--- Record extracts ---

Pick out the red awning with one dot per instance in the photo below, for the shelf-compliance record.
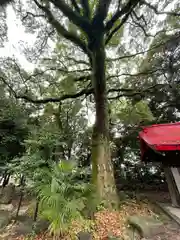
(161, 137)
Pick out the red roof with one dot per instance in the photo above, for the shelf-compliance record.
(162, 137)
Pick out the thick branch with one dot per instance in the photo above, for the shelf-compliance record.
(158, 12)
(61, 30)
(86, 8)
(75, 17)
(111, 34)
(56, 99)
(124, 10)
(135, 54)
(75, 5)
(101, 11)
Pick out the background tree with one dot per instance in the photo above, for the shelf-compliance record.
(93, 27)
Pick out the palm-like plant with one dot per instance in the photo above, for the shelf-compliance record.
(62, 198)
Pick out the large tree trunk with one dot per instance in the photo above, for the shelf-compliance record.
(102, 169)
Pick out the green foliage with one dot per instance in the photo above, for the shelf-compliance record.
(13, 129)
(62, 197)
(133, 114)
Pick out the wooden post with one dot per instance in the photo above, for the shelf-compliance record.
(173, 180)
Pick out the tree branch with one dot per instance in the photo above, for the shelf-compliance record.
(61, 30)
(33, 15)
(157, 12)
(75, 5)
(75, 17)
(124, 10)
(135, 54)
(111, 34)
(86, 8)
(101, 11)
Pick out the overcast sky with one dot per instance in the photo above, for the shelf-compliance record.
(16, 36)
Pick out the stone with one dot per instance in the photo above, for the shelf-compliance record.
(4, 218)
(7, 194)
(147, 226)
(84, 236)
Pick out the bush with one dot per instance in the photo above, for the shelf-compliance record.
(62, 198)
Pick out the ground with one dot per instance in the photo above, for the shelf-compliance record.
(106, 222)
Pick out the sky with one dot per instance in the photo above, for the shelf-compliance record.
(16, 36)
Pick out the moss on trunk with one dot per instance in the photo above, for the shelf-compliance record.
(102, 169)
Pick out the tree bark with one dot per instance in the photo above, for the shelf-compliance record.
(102, 169)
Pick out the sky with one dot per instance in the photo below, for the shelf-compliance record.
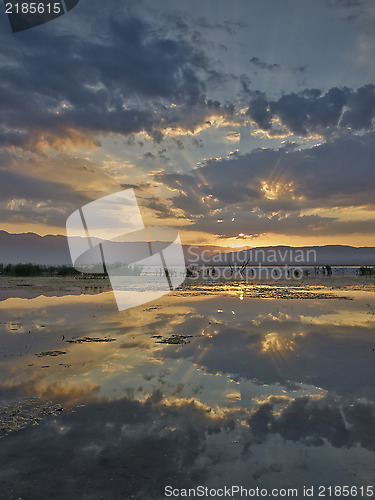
(239, 123)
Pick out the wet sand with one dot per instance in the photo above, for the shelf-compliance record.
(217, 383)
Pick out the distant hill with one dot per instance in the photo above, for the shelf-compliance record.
(53, 250)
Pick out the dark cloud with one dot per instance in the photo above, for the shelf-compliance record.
(263, 65)
(123, 449)
(316, 419)
(122, 82)
(312, 111)
(268, 189)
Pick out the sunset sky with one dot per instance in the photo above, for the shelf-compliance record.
(249, 122)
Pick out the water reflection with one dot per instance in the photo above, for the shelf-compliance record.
(214, 389)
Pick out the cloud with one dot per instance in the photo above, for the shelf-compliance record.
(65, 86)
(313, 420)
(311, 111)
(262, 65)
(269, 190)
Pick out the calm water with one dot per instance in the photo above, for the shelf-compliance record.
(216, 384)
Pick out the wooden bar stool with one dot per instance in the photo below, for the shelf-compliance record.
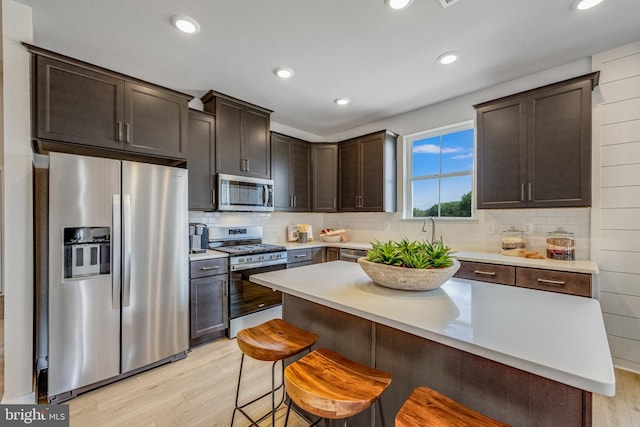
(272, 341)
(330, 386)
(428, 408)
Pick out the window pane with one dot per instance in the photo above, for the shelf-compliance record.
(457, 151)
(426, 156)
(456, 196)
(425, 198)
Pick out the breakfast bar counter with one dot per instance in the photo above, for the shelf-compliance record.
(522, 356)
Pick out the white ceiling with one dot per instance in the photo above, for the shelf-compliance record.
(384, 60)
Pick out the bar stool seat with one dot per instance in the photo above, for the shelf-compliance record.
(327, 384)
(271, 341)
(428, 408)
(274, 340)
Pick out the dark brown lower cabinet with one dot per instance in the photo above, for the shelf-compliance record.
(563, 282)
(209, 296)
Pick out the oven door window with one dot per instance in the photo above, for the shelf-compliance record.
(247, 297)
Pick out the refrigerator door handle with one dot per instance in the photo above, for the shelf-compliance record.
(116, 232)
(126, 259)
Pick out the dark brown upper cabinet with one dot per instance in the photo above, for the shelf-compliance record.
(201, 161)
(82, 104)
(367, 173)
(242, 136)
(534, 148)
(290, 160)
(324, 177)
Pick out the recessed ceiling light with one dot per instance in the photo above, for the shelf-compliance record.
(283, 72)
(448, 58)
(398, 4)
(185, 23)
(587, 4)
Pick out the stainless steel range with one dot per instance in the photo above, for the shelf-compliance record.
(249, 304)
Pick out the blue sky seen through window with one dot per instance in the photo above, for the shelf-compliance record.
(435, 156)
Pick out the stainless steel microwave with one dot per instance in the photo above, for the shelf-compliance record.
(245, 194)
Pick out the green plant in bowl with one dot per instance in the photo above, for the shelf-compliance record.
(409, 265)
(410, 254)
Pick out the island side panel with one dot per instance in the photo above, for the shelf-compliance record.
(344, 333)
(496, 390)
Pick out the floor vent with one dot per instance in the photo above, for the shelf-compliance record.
(447, 3)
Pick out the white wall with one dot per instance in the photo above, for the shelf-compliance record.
(17, 246)
(616, 226)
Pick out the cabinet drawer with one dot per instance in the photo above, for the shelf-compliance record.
(502, 274)
(208, 267)
(554, 281)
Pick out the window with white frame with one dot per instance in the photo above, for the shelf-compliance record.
(439, 173)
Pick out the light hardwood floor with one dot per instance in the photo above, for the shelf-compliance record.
(200, 391)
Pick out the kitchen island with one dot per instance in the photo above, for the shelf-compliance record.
(518, 355)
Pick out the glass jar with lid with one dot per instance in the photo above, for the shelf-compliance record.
(561, 244)
(513, 242)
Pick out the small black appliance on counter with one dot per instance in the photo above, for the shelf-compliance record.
(198, 238)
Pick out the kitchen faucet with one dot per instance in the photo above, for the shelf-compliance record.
(433, 228)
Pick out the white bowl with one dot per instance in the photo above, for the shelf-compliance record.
(409, 279)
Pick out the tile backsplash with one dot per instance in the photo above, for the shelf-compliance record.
(479, 234)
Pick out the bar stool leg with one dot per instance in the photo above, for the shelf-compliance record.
(273, 396)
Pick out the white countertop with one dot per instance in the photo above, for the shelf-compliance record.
(560, 337)
(579, 266)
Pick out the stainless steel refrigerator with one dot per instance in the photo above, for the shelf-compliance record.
(115, 299)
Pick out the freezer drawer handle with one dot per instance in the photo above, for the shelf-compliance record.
(485, 273)
(126, 214)
(116, 279)
(552, 282)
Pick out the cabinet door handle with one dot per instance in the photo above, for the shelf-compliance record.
(552, 282)
(485, 273)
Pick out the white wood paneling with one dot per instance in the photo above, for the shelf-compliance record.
(620, 197)
(617, 133)
(627, 365)
(622, 305)
(625, 348)
(620, 283)
(620, 176)
(620, 154)
(616, 112)
(620, 219)
(623, 262)
(620, 67)
(618, 171)
(618, 90)
(622, 325)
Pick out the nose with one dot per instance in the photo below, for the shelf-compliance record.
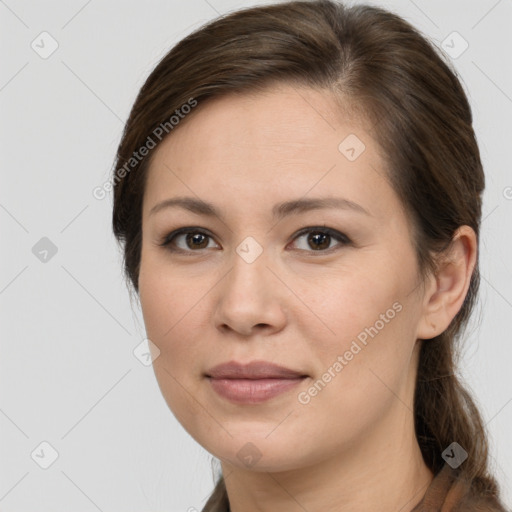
(250, 299)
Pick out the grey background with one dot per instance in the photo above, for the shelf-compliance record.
(68, 374)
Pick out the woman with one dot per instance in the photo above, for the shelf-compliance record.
(298, 192)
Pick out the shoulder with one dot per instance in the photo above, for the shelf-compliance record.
(450, 491)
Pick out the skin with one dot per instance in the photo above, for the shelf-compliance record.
(352, 446)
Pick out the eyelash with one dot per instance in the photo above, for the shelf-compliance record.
(338, 236)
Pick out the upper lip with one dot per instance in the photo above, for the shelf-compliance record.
(252, 370)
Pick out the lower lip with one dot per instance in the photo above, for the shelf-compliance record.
(252, 391)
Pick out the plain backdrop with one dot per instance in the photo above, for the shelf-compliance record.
(68, 374)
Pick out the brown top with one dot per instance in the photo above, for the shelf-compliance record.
(446, 493)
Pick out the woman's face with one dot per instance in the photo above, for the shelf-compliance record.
(328, 291)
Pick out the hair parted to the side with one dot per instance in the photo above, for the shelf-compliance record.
(373, 61)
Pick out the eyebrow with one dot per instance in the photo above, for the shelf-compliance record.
(279, 210)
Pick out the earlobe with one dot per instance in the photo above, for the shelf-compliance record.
(448, 288)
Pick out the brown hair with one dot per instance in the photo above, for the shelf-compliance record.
(375, 61)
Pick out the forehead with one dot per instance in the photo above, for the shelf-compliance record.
(275, 145)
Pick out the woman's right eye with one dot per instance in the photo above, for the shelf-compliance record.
(186, 240)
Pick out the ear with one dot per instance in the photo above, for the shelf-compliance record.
(447, 289)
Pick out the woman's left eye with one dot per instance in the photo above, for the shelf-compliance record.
(316, 238)
(320, 238)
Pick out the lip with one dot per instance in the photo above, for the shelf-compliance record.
(255, 382)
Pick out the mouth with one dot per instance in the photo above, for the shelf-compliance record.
(252, 383)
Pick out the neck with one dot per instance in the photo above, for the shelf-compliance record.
(383, 470)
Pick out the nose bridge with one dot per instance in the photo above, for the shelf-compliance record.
(248, 296)
(249, 270)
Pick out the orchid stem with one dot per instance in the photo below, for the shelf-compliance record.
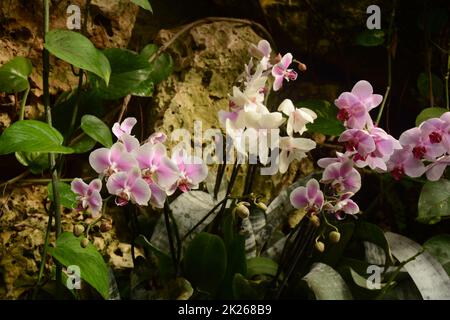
(51, 156)
(23, 102)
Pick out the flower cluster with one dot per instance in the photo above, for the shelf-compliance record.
(425, 149)
(249, 116)
(140, 174)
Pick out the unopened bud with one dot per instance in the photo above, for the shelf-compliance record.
(320, 246)
(78, 230)
(315, 220)
(84, 243)
(261, 205)
(242, 210)
(105, 226)
(334, 236)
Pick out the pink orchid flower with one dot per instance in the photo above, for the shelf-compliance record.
(403, 162)
(281, 72)
(354, 106)
(156, 166)
(125, 127)
(88, 196)
(192, 170)
(109, 161)
(309, 198)
(421, 146)
(129, 186)
(342, 177)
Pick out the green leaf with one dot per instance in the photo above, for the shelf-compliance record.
(370, 38)
(32, 136)
(429, 113)
(83, 145)
(205, 262)
(14, 75)
(67, 197)
(96, 129)
(161, 67)
(261, 266)
(326, 122)
(35, 161)
(93, 268)
(129, 75)
(423, 84)
(79, 51)
(427, 273)
(434, 201)
(144, 4)
(439, 247)
(326, 283)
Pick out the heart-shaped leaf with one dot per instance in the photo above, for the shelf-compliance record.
(14, 75)
(32, 136)
(96, 129)
(79, 51)
(93, 268)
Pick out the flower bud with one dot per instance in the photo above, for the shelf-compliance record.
(84, 243)
(320, 246)
(78, 230)
(261, 205)
(315, 220)
(242, 210)
(334, 236)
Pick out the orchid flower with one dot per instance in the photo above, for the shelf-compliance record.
(88, 196)
(156, 166)
(293, 148)
(403, 162)
(129, 186)
(281, 72)
(354, 106)
(192, 171)
(298, 118)
(109, 161)
(125, 127)
(342, 177)
(309, 198)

---

• [Required task]: Find the line containing "Pick out the flower cluster" in the material above. Print it and every line after it through the end, exactly and only those.

• [Output below]:
Pick out the flower cluster with one dot per instance in the photo above, for the shelf-compliance record.
(425, 149)
(249, 116)
(140, 174)
Pick out the unopened bud with one dot per instance in the photo above, for the shelf-compliance record.
(320, 246)
(78, 230)
(315, 220)
(84, 243)
(261, 205)
(242, 210)
(105, 226)
(334, 236)
Pick out the pink orchid flower with one dot per instance in the photo above, for the shelf-compliance record.
(403, 162)
(281, 72)
(354, 106)
(156, 166)
(125, 127)
(88, 196)
(192, 170)
(109, 161)
(309, 198)
(421, 146)
(129, 186)
(342, 177)
Pick out the green leaf with one dot per instance in the photo above, for the shelf-compliance record.
(370, 38)
(32, 136)
(429, 113)
(83, 145)
(205, 262)
(14, 75)
(67, 197)
(96, 129)
(161, 67)
(261, 266)
(326, 122)
(35, 161)
(93, 268)
(129, 75)
(423, 84)
(79, 51)
(427, 273)
(434, 201)
(144, 4)
(439, 247)
(326, 283)
Pick out the heart-shaped leaf with one dot per instance in the photo above, for the shelf-compliance record.
(14, 75)
(32, 136)
(96, 129)
(79, 51)
(93, 268)
Pick out the flower bud with one dot per instance in the photo above, for the shelf-compliance record.
(84, 243)
(320, 246)
(78, 230)
(261, 205)
(315, 220)
(242, 210)
(334, 236)
Pick out the orchid flower with one dot per instance in the photo above, for the shelf-compliance record.
(88, 196)
(156, 166)
(293, 148)
(403, 162)
(129, 186)
(281, 72)
(354, 106)
(192, 171)
(298, 118)
(109, 161)
(125, 127)
(342, 177)
(309, 198)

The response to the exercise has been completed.